> **Brano fornito**
Ho incontrato i fidanzati di Dio e mi hanno battuto
Cronaca di una sconfitta annunciata
«La fede è bella, coltivatela, ma non spacciatela per la verità»
Bill Hicks
Mettete a letto i bambini, questa è una storia di fantasmi e lupi mannari, di streghe e maghi oscuri: qui si sconfina in un mondo incantato che non garantisce la via del ritorno.
Retroscena. Dio centralinista
L’altra sera mi aggiravo serenamente per i giardini della mia città con uno yogurt in mano. Dopo essermi seduto su un muricciolo a consumare il mio paradiso, noto che un giovane gruppo di cristiani evangelici ha avvicinato quattro ragazzine di non più di quindici anni cominciando a parlare loro di Dio: «Avete presente quando conoscete qualcuno? Cominciate a sentirlo, a telefonargli, e imparate a conoscere il suo carattere. Ecco, con Dio è la stessa cosa! Concedetevi di conoscerlo, anche se lui sa già tutto di voi. Non siamo cattolici, con lui abbiamo stabilito una relazione». No, non solo una relazione spirituale: una vera e propria relazione fatta di dialoghi (presumibilmente telefonici, con opzione you and me), scambi di opinione e cose del genere. Qualcosa di sentimentale, dicono, ma non troppo da diventare inquietante. Lo facesse chiunque altro verrebbe denunciato per stalking, ma non Lui. Subito dopo, l’imponderabile. Sento di sfuggita uno di loro pronunciare la seguente affermazione: «Vedete, a noi Dio parla. Anche adesso. Ci sta parlando di voi. Per esempio, tu vai in piscina e hai come compagno uno che si chiama Tommaso. Dico male? Eppure neanche ti conosco». E, ancora: «Tu, invece, scommetto che sei molto legata alla famiglia. Vuoi molto bene a tua madre. Questo me lo sta dicendo Dio».

(Alcuni record)
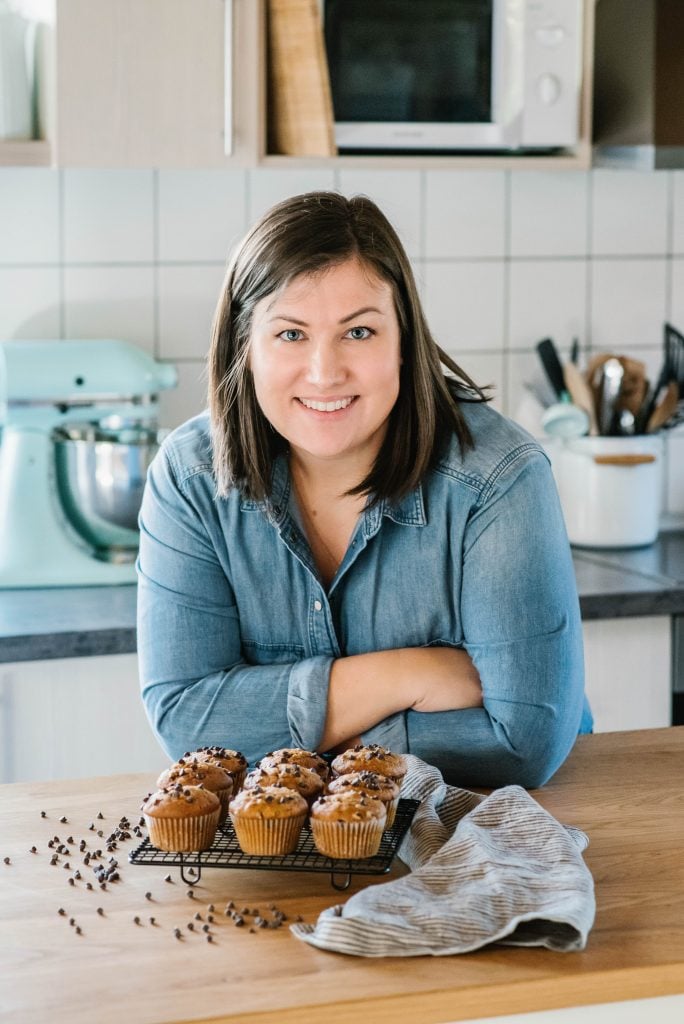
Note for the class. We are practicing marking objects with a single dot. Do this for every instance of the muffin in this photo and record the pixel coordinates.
(378, 786)
(302, 780)
(373, 758)
(296, 756)
(198, 773)
(267, 819)
(231, 761)
(347, 824)
(181, 818)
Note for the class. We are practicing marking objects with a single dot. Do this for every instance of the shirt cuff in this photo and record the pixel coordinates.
(307, 700)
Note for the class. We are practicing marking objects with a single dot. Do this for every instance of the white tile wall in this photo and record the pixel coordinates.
(502, 260)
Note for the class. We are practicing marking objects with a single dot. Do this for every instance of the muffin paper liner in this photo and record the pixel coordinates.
(267, 837)
(351, 840)
(183, 835)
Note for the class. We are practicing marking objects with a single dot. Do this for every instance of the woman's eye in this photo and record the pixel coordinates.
(360, 333)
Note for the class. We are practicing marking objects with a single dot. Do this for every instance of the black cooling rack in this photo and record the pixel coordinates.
(225, 852)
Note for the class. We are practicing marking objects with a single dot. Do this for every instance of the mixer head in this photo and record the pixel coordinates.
(46, 379)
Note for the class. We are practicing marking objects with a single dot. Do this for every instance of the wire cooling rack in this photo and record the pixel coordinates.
(225, 852)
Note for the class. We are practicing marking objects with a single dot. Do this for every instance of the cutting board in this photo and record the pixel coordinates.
(300, 105)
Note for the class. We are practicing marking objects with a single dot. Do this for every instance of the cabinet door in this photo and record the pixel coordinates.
(140, 83)
(74, 718)
(629, 672)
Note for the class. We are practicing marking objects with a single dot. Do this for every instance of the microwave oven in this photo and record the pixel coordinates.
(454, 75)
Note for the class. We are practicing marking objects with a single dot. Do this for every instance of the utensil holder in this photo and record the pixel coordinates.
(610, 489)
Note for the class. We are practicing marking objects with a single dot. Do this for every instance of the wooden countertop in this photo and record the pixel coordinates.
(626, 790)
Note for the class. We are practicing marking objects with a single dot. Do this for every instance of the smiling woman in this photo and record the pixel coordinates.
(353, 544)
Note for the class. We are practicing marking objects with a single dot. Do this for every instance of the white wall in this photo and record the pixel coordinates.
(503, 259)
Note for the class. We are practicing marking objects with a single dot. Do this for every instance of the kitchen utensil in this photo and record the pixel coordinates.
(100, 475)
(69, 485)
(609, 385)
(553, 368)
(666, 408)
(610, 488)
(581, 393)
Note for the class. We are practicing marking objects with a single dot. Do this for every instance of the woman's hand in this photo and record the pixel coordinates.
(366, 689)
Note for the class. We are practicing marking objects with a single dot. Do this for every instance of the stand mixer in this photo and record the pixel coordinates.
(79, 429)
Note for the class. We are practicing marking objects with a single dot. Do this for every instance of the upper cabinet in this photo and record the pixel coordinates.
(208, 83)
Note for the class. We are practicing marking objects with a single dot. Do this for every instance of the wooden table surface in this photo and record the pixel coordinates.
(625, 790)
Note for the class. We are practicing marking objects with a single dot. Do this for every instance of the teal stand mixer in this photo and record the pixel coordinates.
(79, 425)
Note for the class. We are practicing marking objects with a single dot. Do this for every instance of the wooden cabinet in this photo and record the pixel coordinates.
(73, 718)
(152, 83)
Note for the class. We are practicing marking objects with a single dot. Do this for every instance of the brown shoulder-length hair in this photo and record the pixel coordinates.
(303, 236)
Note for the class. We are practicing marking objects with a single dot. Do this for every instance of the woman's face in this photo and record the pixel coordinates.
(325, 352)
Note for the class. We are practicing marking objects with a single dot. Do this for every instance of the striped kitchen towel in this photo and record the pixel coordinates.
(497, 868)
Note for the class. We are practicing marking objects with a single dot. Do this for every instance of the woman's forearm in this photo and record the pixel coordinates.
(367, 688)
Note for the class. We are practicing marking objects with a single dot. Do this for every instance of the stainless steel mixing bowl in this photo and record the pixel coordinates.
(100, 476)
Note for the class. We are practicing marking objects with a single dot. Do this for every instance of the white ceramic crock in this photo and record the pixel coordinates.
(610, 488)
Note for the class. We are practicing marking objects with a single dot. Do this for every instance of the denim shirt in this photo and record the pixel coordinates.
(237, 632)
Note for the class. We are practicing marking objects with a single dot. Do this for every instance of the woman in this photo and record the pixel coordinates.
(351, 544)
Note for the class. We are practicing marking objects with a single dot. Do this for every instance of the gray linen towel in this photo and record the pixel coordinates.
(497, 868)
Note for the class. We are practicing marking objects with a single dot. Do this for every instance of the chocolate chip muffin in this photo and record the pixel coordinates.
(372, 758)
(347, 824)
(181, 818)
(198, 773)
(233, 762)
(302, 780)
(378, 786)
(267, 819)
(296, 756)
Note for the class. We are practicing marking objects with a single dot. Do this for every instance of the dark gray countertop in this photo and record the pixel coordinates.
(84, 621)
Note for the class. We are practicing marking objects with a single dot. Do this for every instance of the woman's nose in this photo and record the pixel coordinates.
(326, 366)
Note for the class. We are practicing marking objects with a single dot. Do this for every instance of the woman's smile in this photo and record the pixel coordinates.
(325, 354)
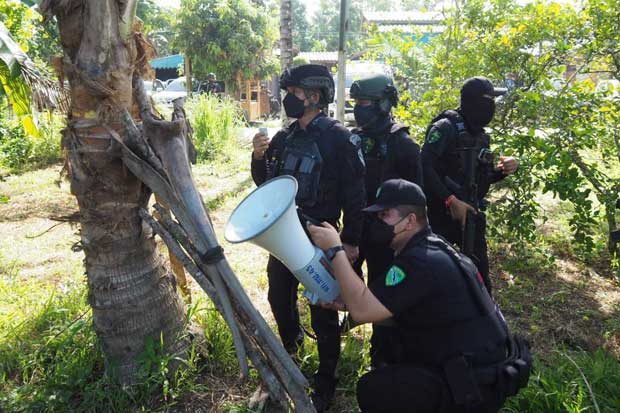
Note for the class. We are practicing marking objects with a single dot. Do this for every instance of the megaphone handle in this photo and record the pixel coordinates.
(312, 297)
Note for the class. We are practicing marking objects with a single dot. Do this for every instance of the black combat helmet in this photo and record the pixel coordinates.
(376, 88)
(310, 77)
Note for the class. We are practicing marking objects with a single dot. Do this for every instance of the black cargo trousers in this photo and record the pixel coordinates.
(282, 296)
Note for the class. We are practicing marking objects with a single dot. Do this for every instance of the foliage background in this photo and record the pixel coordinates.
(563, 130)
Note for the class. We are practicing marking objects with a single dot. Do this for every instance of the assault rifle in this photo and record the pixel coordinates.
(468, 192)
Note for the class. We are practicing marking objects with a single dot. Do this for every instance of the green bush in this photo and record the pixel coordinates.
(19, 152)
(578, 381)
(15, 148)
(216, 122)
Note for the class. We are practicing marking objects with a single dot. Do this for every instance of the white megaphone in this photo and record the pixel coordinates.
(268, 218)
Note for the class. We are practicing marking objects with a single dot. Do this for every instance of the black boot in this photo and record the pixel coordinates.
(324, 390)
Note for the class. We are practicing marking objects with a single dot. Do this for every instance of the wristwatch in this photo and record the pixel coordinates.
(331, 253)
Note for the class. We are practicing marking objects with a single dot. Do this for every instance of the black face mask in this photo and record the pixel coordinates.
(380, 233)
(478, 112)
(293, 106)
(370, 117)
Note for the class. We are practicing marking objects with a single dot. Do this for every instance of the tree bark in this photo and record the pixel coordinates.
(286, 34)
(131, 290)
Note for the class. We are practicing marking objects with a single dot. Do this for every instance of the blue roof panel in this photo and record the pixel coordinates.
(167, 62)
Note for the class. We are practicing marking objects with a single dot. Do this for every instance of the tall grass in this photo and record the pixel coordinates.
(571, 382)
(216, 122)
(20, 152)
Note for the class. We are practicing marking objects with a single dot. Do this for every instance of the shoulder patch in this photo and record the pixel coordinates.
(433, 136)
(355, 140)
(394, 276)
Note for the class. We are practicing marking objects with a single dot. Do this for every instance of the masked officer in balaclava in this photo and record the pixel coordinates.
(389, 152)
(459, 169)
(326, 160)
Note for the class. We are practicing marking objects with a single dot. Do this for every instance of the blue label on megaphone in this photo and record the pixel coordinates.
(318, 280)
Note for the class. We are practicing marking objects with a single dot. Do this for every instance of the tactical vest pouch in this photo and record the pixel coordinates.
(515, 372)
(303, 161)
(459, 377)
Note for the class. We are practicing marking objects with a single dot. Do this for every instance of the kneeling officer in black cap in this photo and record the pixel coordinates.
(457, 353)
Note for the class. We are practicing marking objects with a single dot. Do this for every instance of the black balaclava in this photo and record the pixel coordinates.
(371, 119)
(293, 106)
(478, 110)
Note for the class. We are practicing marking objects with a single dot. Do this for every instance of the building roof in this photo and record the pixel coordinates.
(320, 57)
(404, 18)
(168, 62)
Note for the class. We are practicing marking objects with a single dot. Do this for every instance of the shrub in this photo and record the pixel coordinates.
(19, 152)
(216, 122)
(15, 148)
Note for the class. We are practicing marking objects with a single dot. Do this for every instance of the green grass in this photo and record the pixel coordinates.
(50, 360)
(571, 382)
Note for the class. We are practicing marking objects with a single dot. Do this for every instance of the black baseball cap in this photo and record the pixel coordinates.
(395, 192)
(479, 86)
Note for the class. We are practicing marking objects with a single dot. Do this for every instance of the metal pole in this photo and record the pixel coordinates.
(342, 58)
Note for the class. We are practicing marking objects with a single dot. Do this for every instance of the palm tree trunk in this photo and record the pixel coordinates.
(286, 34)
(132, 292)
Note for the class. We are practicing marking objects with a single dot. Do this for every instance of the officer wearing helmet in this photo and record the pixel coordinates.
(389, 152)
(459, 169)
(326, 160)
(212, 86)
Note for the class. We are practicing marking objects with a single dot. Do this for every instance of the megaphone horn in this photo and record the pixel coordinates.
(268, 218)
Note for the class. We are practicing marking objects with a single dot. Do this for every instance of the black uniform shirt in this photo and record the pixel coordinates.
(440, 158)
(424, 288)
(341, 180)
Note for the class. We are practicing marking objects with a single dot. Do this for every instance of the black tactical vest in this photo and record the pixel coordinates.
(482, 338)
(380, 158)
(466, 143)
(302, 159)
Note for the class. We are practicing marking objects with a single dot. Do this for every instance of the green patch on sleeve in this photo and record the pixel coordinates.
(433, 137)
(394, 276)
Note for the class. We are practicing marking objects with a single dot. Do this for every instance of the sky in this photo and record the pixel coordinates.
(311, 5)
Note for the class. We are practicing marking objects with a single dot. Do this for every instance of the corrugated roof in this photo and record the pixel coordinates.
(404, 17)
(168, 62)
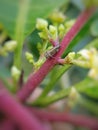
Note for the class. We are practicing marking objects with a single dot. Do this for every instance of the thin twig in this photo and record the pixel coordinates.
(35, 79)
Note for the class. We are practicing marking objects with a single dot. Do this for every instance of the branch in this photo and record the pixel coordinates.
(78, 120)
(16, 112)
(35, 79)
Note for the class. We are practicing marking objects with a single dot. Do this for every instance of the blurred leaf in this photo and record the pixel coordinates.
(83, 32)
(18, 16)
(32, 41)
(94, 28)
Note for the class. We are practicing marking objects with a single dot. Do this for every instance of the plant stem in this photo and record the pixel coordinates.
(78, 120)
(35, 79)
(16, 112)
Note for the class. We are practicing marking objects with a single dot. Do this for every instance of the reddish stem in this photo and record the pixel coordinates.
(35, 79)
(78, 120)
(16, 112)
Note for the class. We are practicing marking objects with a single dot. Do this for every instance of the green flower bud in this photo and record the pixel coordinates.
(69, 23)
(10, 46)
(29, 57)
(57, 17)
(41, 24)
(53, 31)
(15, 73)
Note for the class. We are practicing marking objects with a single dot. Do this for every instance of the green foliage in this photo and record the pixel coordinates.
(18, 23)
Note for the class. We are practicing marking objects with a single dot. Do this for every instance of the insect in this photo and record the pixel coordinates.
(52, 51)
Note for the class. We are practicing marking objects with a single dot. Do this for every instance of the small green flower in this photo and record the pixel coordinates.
(29, 57)
(57, 17)
(41, 24)
(10, 46)
(53, 32)
(15, 73)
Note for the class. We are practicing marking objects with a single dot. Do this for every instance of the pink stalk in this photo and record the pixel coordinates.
(35, 79)
(16, 112)
(6, 125)
(78, 120)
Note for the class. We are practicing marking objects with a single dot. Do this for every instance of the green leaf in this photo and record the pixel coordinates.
(94, 28)
(19, 16)
(18, 19)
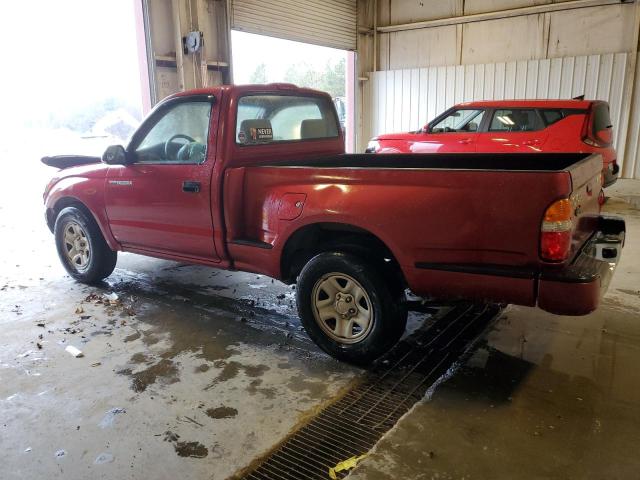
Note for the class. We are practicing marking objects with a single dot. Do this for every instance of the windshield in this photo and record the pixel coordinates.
(465, 120)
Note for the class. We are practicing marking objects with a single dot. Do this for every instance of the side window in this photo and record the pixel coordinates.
(464, 120)
(287, 122)
(516, 120)
(179, 136)
(271, 118)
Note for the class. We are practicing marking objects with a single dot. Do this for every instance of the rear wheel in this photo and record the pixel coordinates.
(82, 249)
(348, 309)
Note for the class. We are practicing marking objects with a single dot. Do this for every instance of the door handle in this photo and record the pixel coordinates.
(190, 186)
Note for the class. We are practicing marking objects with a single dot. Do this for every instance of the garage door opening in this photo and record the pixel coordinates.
(262, 59)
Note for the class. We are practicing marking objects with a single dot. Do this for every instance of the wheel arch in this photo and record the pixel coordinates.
(53, 211)
(312, 239)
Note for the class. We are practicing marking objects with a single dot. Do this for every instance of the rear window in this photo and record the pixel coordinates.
(551, 116)
(515, 120)
(271, 118)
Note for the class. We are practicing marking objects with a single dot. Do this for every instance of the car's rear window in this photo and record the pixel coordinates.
(271, 118)
(551, 116)
(601, 118)
(515, 120)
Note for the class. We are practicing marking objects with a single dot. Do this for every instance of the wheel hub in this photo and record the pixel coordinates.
(345, 306)
(76, 246)
(342, 308)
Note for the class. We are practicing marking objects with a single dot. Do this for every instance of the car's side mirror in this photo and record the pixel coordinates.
(115, 155)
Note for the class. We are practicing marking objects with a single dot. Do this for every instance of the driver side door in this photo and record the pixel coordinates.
(161, 203)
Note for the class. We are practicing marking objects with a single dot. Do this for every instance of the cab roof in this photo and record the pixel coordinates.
(529, 103)
(240, 89)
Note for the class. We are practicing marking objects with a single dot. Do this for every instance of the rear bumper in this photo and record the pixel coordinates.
(610, 174)
(578, 288)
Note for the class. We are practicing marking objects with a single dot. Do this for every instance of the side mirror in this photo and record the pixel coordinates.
(115, 155)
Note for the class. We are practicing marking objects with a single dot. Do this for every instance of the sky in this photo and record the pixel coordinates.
(63, 54)
(250, 50)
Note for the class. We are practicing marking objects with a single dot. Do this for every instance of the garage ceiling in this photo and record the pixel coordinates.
(330, 23)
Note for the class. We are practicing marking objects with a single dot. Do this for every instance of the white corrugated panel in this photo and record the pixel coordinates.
(434, 89)
(330, 23)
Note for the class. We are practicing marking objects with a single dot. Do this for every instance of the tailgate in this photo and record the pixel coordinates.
(585, 199)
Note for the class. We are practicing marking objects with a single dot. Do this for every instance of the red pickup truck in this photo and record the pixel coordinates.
(254, 178)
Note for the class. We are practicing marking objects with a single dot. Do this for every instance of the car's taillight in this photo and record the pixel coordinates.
(556, 230)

> **Consegna 1**
Riproduca per intero, senza alcuna modifica, il brano sull'incontro con un gruppo di cristiani evangelici.
> **Consegna 2**
Riporti ogni riga dei record in cui compare la parola "windshield".

> **Risposta scritta 1**
Ho incontrato i fidanzati di Dio e mi hanno battuto
Cronaca di una sconfitta annunciata
«La fede è bella, coltivatela, ma non spacciatela per la verità»
Bill Hicks
Mettete a letto i bambini, questa è una storia di fantasmi e lupi mannari, di streghe e maghi oscuri: qui si sconfina in un mondo incantato che non garantisce la via del ritorno.
Retroscena. Dio centralinista
L’altra sera mi aggiravo serenamente per i giardini della mia città con uno yogurt in mano. Dopo essermi seduto su un muricciolo a consumare il mio paradiso, noto che un giovane gruppo di cristiani evangelici ha avvicinato quattro ragazzine di non più di quindici anni cominciando a parlare loro di Dio: «Avete presente quando conoscete qualcuno? Cominciate a sentirlo, a telefonargli, e imparate a conoscere il suo carattere. Ecco, con Dio è la stessa cosa! Concedetevi di conoscerlo, anche se lui sa già tutto di voi. Non siamo cattolici, con lui abbiamo stabilito una relazione». No, non solo una relazione spirituale: una vera e propria relazione fatta di dialoghi (presumibilmente telefonici, con opzione you and me), scambi di opinione e cose del genere. Qualcosa di sentimentale, dicono, ma non troppo da diventare inquietante. Lo facesse chiunque altro verrebbe denunciato per stalking, ma non Lui. Subito dopo, l’imponderabile. Sento di sfuggita uno di loro pronunciare la seguente affermazione: «Vedete, a noi Dio parla. Anche adesso. Ci sta parlando di voi. Per esempio, tu vai in piscina e hai come compagno uno che si chiama Tommaso. Dico male? Eppure neanche ti conosco». E, ancora: «Tu, invece, scommetto che sei molto legata alla famiglia. Vuoi molto bene a tua madre. Questo me lo sta dicendo Dio».

> **Risposta scritta 2**
Note for the class. We are practicing marking objects with a single dot. Do this for every instance of the windshield in this photo and record the pixel coordinates.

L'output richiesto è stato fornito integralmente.